| PROBLEM DETAILS |
Transcribe word for word the lines spanning the line with "Locate the arched" through the end of the records.

| SOURCE DATA |
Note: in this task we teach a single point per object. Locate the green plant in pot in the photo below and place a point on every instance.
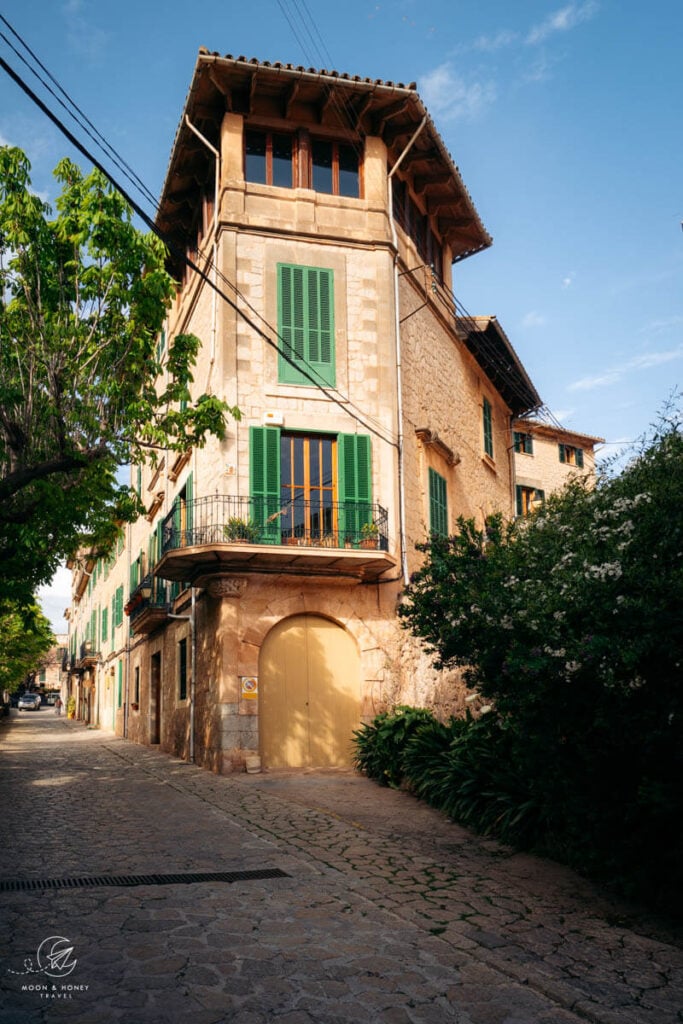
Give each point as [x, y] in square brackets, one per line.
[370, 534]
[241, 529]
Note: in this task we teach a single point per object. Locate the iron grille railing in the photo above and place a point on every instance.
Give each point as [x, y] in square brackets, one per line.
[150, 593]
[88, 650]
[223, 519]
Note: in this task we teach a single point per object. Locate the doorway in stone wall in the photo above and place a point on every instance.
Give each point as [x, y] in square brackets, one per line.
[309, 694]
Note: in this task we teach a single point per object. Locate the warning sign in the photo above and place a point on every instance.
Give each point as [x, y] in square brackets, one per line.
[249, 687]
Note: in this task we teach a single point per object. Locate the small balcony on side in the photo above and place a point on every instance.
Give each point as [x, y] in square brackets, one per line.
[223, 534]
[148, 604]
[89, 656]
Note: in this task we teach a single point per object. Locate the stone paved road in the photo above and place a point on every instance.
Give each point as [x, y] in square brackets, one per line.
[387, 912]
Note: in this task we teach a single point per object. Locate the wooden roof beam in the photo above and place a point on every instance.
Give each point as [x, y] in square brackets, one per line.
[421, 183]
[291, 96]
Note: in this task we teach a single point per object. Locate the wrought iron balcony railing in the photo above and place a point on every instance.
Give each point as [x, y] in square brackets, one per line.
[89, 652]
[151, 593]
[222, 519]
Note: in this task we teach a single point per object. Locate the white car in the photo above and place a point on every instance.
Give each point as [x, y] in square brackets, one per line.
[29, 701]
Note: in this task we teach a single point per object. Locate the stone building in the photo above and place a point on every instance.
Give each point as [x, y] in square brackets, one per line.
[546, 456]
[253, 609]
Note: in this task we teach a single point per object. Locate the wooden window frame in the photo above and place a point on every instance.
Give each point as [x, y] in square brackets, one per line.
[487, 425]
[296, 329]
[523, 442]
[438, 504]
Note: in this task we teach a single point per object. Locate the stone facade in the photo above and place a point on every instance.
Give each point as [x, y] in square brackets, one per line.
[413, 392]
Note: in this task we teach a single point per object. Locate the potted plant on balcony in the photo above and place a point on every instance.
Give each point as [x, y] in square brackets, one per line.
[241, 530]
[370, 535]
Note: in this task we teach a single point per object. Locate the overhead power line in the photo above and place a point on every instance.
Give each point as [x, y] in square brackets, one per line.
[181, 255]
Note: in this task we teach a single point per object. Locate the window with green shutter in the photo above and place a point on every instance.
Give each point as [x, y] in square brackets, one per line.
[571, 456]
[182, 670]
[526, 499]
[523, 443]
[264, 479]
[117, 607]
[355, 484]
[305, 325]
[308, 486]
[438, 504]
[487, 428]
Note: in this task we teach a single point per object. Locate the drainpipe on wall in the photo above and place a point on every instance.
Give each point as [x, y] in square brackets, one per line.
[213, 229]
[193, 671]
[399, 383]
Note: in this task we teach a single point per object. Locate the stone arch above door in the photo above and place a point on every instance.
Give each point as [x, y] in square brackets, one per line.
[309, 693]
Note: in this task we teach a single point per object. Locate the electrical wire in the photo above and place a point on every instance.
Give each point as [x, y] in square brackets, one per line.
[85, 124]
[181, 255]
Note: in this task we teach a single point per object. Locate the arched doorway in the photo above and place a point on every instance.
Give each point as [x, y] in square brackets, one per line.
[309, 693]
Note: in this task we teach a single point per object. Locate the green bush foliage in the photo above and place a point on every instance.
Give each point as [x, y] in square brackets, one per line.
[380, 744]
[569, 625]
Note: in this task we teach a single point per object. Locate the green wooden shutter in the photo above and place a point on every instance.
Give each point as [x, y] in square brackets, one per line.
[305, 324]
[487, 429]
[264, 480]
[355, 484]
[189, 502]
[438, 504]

| THE ANSWER |
Note: in this task we teach a single point per object. Locate the arched doorway in the photo above and place a point on every instance.
Give each point as [x, y] in square brackets, one per line.
[309, 693]
Note: in this task we teach a single point per object. Locate the green bush foliage in the photo above and place a point on every instance.
Give each point as [x, y] in square brackets, one per line.
[380, 744]
[569, 625]
Note: in this task we teach a single point per object. Locate the green wooden shutter in the photo above and place a point on every instance.
Give each point as [x, y] in square brackets, one per line.
[305, 324]
[487, 429]
[264, 480]
[355, 484]
[189, 502]
[438, 504]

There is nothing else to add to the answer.